Text shown:
# Ss. Lismoria



## Bill Gibson (Jun 10, 2008)

Trying to find Colin Keeble who was a sparkie aboard Lismoria approx
1965-66. Donaldson Shipping Line had "Lismoria" "Laurentia" "San Tona"
Colin was from England and may have moved between these ships, Colins age now would be a young 65.
Hopefully some other sparkies out there may have sailed with Colin or can supply me some info.
Regards to all,

Bill Gibson(electrician, not as bright as a sparky!)


----------



## billmaca (Jan 14, 2006)

Bill did you ever sail with a chippy named Ian Work on the "Lismoria"he's still on the go up here in Thurso,used to go on board her in "St John" when I was on the "Eva Jannette"


----------



## Bill Gibson (Jun 10, 2008)

*Lismoria*

Hi Bill,

Cannot say I remember the name Ian Work from Lismoria. The problem for all of us from that era is that as the years go on it is getting more difficult to remember! If I knew which year he sailed then it might lead to something,
indeed he may remember some others. If you are in touch with him ask him mif he can remember Willie Jenkins the chief steward. Willie came from Glasgow and he was nicknamed "Robot Man" as he was very mechanical in his movements. We used to make fun of him, in a nice manner. I found out later
that Willie had been aboard the "Athenia" when it was torpedoed, he was then aboard 2 other ships and both were torpedoed. Due to nerves he was very mechanical. After I was told of the reason I then developed a high respect for him indeed I used to get stuck into anybody who did not treat him in the proper manner. He really was a very kind person and it shows how people can be misjudged. Another story of that era.

Record extracts:
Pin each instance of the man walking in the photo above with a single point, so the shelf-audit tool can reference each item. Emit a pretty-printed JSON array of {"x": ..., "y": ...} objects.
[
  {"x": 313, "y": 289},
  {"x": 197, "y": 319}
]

To do:
(a) Condense the paragraph of the thread that begins "Trying to find Colin Keeble" into a short bulleted list that keeps its main facts.
(b) Reproduce the passage of the thread starting with "Colin was from" and going on through "(Jan 14, 2006)".

Answer set:
(a)
- The writer is trying to find Colin Keeble, who served as a sparkie aboard the Lismoria around 1965–66.
- Donaldson Shipping Line operated the Lismoria, the Laurentia and the San Tona, and Colin may have moved between these ships.
- Colin was from England and would now be about 65.
- The writer hopes other sparkies who sailed with Colin can supply information.

(b)
Colin was from England and may have moved between these ships, Colins age now would be a young 65.
Hopefully some other sparkies out there may have sailed with Colin or can supply me some info.
Regards to all,

Bill Gibson(electrician, not as bright as a sparky!)


----------



## billmaca (Jan 14, 2006)